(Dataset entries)
╔══

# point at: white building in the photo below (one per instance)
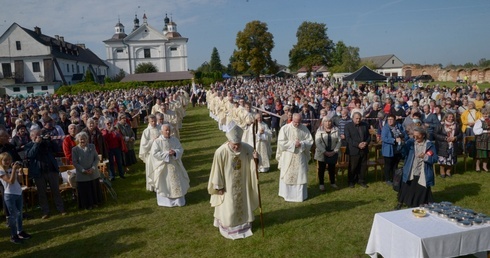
(165, 49)
(34, 63)
(387, 65)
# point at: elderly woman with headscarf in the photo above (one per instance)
(447, 135)
(418, 170)
(327, 141)
(86, 160)
(69, 142)
(482, 139)
(468, 119)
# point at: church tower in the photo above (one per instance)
(119, 30)
(136, 22)
(171, 27)
(165, 27)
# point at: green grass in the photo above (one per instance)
(332, 224)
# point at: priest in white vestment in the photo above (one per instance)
(233, 186)
(293, 146)
(168, 175)
(151, 133)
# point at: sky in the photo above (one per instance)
(423, 32)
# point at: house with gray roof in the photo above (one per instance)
(33, 63)
(387, 65)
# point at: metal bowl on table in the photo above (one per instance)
(419, 212)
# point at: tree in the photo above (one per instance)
(215, 62)
(229, 69)
(254, 47)
(205, 67)
(88, 76)
(483, 62)
(313, 47)
(345, 58)
(370, 64)
(119, 76)
(146, 68)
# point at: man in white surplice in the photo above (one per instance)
(263, 141)
(168, 175)
(293, 153)
(233, 186)
(147, 137)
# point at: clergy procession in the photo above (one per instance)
(295, 122)
(335, 123)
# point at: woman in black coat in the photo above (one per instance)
(448, 136)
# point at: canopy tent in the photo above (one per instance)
(365, 74)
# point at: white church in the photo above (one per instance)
(166, 49)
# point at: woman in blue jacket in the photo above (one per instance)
(392, 136)
(418, 172)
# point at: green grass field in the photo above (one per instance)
(332, 224)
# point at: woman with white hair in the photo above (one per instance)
(327, 141)
(86, 160)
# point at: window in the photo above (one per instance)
(35, 67)
(7, 70)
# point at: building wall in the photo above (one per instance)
(478, 75)
(29, 47)
(390, 71)
(167, 54)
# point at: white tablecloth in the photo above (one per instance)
(400, 234)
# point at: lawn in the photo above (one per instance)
(332, 224)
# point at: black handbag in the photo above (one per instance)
(397, 179)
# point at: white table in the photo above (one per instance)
(400, 234)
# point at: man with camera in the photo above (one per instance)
(43, 168)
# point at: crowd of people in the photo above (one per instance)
(41, 133)
(308, 118)
(422, 124)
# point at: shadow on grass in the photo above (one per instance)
(58, 226)
(457, 192)
(308, 211)
(103, 244)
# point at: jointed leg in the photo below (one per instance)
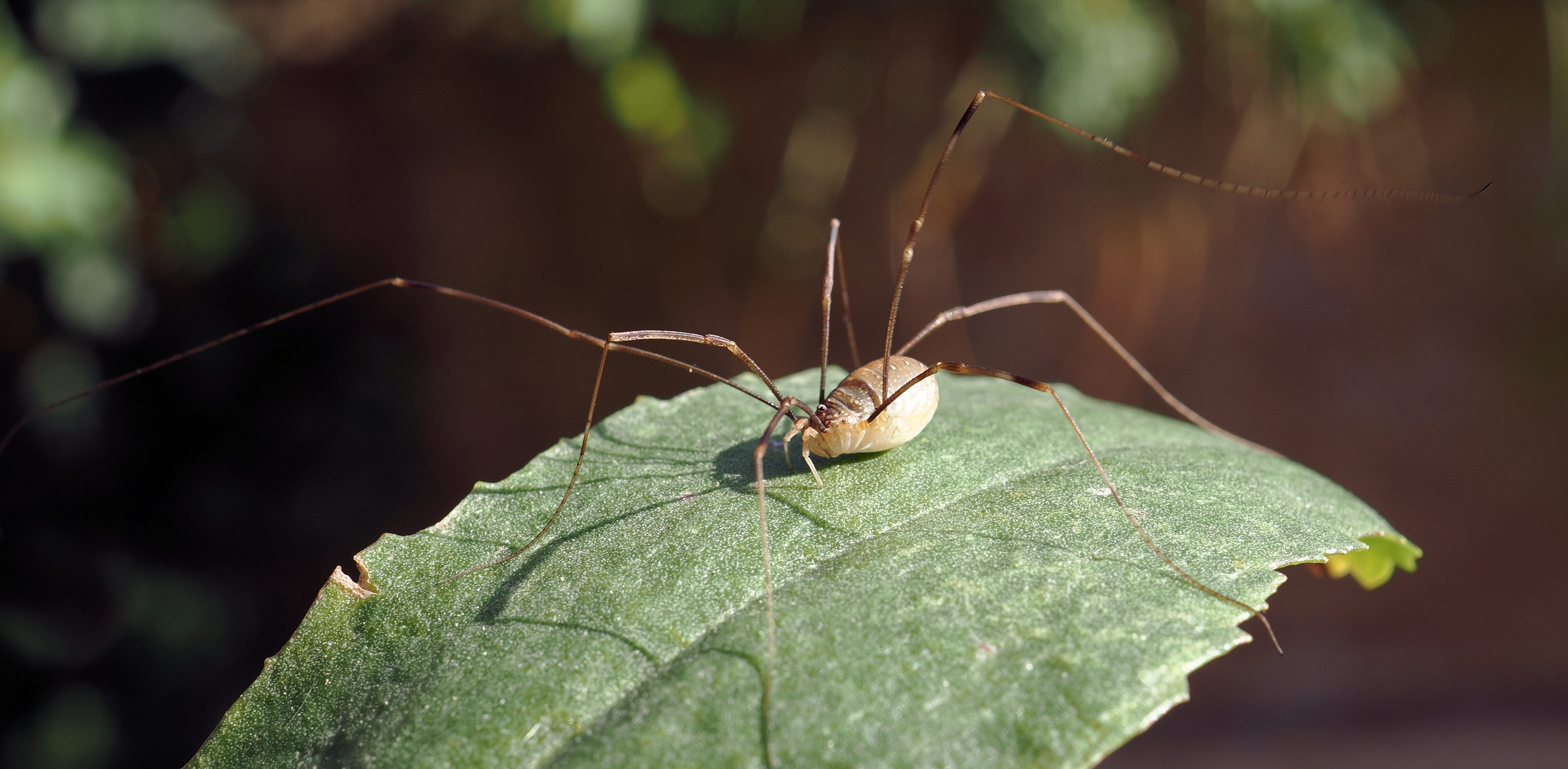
(1151, 165)
(767, 568)
(1059, 297)
(1042, 387)
(396, 283)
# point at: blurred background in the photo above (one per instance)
(172, 170)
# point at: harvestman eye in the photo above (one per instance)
(880, 405)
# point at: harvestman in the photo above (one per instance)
(879, 405)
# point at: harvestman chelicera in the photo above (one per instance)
(877, 407)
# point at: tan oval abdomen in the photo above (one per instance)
(859, 394)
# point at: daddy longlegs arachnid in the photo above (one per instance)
(880, 405)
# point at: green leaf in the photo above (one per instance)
(971, 598)
(1376, 565)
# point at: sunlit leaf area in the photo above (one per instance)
(174, 170)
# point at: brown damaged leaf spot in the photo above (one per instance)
(362, 589)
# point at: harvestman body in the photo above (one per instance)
(877, 407)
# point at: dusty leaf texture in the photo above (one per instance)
(971, 598)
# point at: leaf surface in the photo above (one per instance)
(971, 598)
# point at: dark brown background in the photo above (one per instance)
(1413, 354)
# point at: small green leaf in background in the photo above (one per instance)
(971, 598)
(1376, 565)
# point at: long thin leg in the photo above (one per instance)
(582, 452)
(849, 320)
(734, 349)
(827, 308)
(1060, 297)
(1151, 165)
(1042, 387)
(786, 404)
(397, 283)
(767, 572)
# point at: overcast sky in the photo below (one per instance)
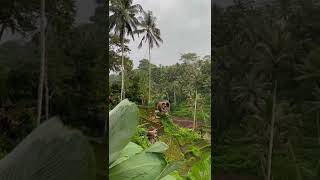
(84, 9)
(185, 27)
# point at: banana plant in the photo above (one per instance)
(127, 160)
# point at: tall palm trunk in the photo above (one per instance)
(122, 70)
(272, 131)
(46, 90)
(174, 96)
(318, 127)
(195, 111)
(149, 94)
(42, 62)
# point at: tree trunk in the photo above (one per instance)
(2, 31)
(42, 62)
(122, 70)
(272, 131)
(149, 94)
(46, 90)
(299, 177)
(318, 128)
(174, 97)
(195, 111)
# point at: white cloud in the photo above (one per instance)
(185, 27)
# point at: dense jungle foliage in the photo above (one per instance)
(266, 58)
(76, 69)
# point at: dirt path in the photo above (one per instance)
(185, 122)
(235, 177)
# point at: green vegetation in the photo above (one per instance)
(266, 74)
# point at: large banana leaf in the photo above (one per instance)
(123, 120)
(133, 163)
(143, 166)
(50, 152)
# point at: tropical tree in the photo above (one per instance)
(151, 36)
(123, 21)
(42, 62)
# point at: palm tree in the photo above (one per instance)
(42, 63)
(151, 35)
(123, 21)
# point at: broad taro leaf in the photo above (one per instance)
(165, 174)
(50, 152)
(130, 150)
(143, 166)
(168, 177)
(123, 120)
(158, 147)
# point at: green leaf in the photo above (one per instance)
(170, 168)
(123, 120)
(158, 147)
(143, 166)
(130, 150)
(201, 170)
(168, 177)
(55, 151)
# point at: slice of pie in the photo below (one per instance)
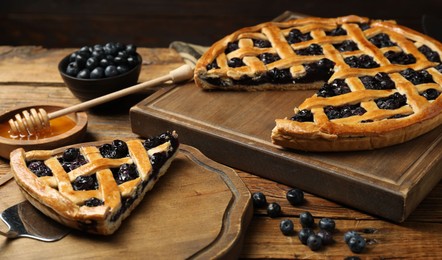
(93, 188)
(378, 83)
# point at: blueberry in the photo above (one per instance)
(336, 32)
(356, 244)
(267, 58)
(273, 210)
(286, 226)
(429, 53)
(327, 224)
(126, 172)
(39, 168)
(85, 183)
(231, 46)
(235, 62)
(93, 202)
(430, 94)
(295, 196)
(349, 234)
(110, 71)
(97, 73)
(304, 234)
(71, 154)
(72, 69)
(306, 219)
(92, 63)
(326, 236)
(84, 74)
(314, 242)
(259, 200)
(303, 115)
(261, 43)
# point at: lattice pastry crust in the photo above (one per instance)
(60, 192)
(382, 80)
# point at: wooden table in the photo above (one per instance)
(29, 74)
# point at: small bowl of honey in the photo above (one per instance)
(63, 130)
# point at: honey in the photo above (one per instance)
(58, 126)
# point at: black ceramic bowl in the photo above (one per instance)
(86, 89)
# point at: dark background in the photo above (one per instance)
(156, 23)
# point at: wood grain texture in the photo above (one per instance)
(240, 124)
(416, 238)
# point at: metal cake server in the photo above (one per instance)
(24, 220)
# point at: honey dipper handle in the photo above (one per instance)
(179, 74)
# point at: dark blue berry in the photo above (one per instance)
(110, 71)
(71, 154)
(313, 49)
(400, 57)
(295, 196)
(347, 45)
(381, 40)
(231, 46)
(356, 244)
(314, 242)
(286, 226)
(430, 94)
(73, 69)
(327, 224)
(303, 115)
(304, 234)
(306, 219)
(93, 202)
(85, 183)
(97, 73)
(39, 168)
(259, 200)
(349, 234)
(235, 63)
(336, 32)
(429, 53)
(261, 43)
(273, 210)
(326, 236)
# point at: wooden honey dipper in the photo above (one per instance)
(32, 122)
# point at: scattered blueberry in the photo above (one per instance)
(306, 219)
(39, 168)
(287, 227)
(326, 236)
(314, 242)
(259, 200)
(295, 196)
(327, 224)
(304, 234)
(356, 244)
(273, 210)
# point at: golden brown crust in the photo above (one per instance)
(54, 195)
(376, 127)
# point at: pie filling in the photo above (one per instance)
(72, 159)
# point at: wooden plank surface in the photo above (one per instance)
(387, 182)
(416, 238)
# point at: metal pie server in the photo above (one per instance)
(24, 220)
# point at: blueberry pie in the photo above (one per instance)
(93, 187)
(377, 83)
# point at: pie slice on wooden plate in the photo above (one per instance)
(378, 83)
(93, 188)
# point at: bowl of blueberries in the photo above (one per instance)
(94, 71)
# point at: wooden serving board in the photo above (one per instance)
(234, 128)
(199, 209)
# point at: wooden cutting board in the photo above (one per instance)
(234, 128)
(199, 209)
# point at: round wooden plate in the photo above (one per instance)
(198, 209)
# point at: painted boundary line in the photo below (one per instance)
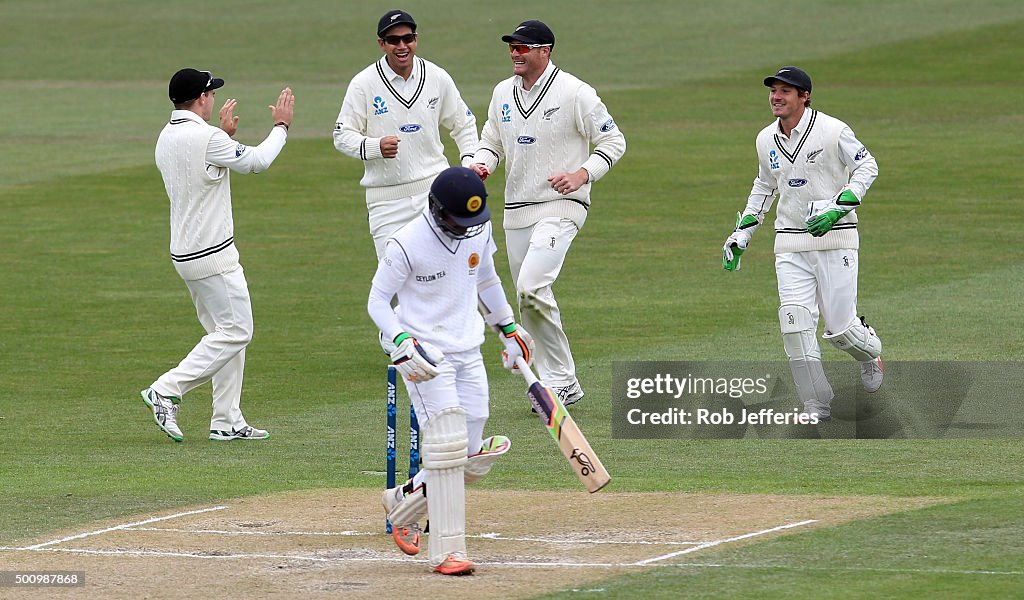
(497, 537)
(122, 526)
(726, 541)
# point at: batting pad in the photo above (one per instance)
(444, 441)
(479, 464)
(858, 341)
(805, 355)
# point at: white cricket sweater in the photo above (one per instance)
(544, 131)
(374, 108)
(813, 164)
(195, 159)
(435, 279)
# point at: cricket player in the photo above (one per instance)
(441, 267)
(819, 172)
(391, 119)
(196, 160)
(543, 122)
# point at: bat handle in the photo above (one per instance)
(525, 371)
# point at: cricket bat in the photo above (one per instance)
(560, 425)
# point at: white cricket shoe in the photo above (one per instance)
(871, 374)
(246, 432)
(165, 413)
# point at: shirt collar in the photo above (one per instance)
(177, 115)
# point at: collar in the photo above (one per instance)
(177, 115)
(540, 80)
(390, 73)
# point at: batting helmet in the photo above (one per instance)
(459, 203)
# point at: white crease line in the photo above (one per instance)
(497, 537)
(123, 526)
(726, 541)
(521, 564)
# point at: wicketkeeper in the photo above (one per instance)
(440, 266)
(819, 172)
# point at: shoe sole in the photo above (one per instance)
(153, 411)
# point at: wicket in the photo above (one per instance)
(392, 428)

╚══

DO THIS -> Quote only the lines from the one containing "# point at: white cricket sweater" through the final line of the records, with both ends included.

THE SOLUTION ->
# point at: white cricket sweater in the photo above (one per instance)
(544, 131)
(374, 108)
(813, 164)
(195, 159)
(435, 279)
# point at: cricket player in the photo above (one per instance)
(441, 267)
(819, 172)
(391, 119)
(196, 160)
(543, 122)
# point at: bat handle in the photo above (one per instance)
(525, 371)
# point at: cricket bat in the photo above (one per instance)
(560, 425)
# point at: white cricket shoe in the photo above (one per instance)
(871, 374)
(246, 432)
(165, 413)
# point at: shirt collar in the photo above (one per instance)
(177, 115)
# point at: collar in the photo above (one per instance)
(177, 115)
(540, 80)
(390, 73)
# point at: batting helmet in the photo above (one per instance)
(459, 203)
# point at: white crease line in the photo above (one per instance)
(497, 537)
(123, 526)
(726, 541)
(521, 564)
# point at: wicketkeeper in the photo above (one per instance)
(440, 266)
(819, 172)
# point at: shoe sole in the photo above (one per instance)
(153, 411)
# point at: wicket in the photo above (one per instance)
(392, 428)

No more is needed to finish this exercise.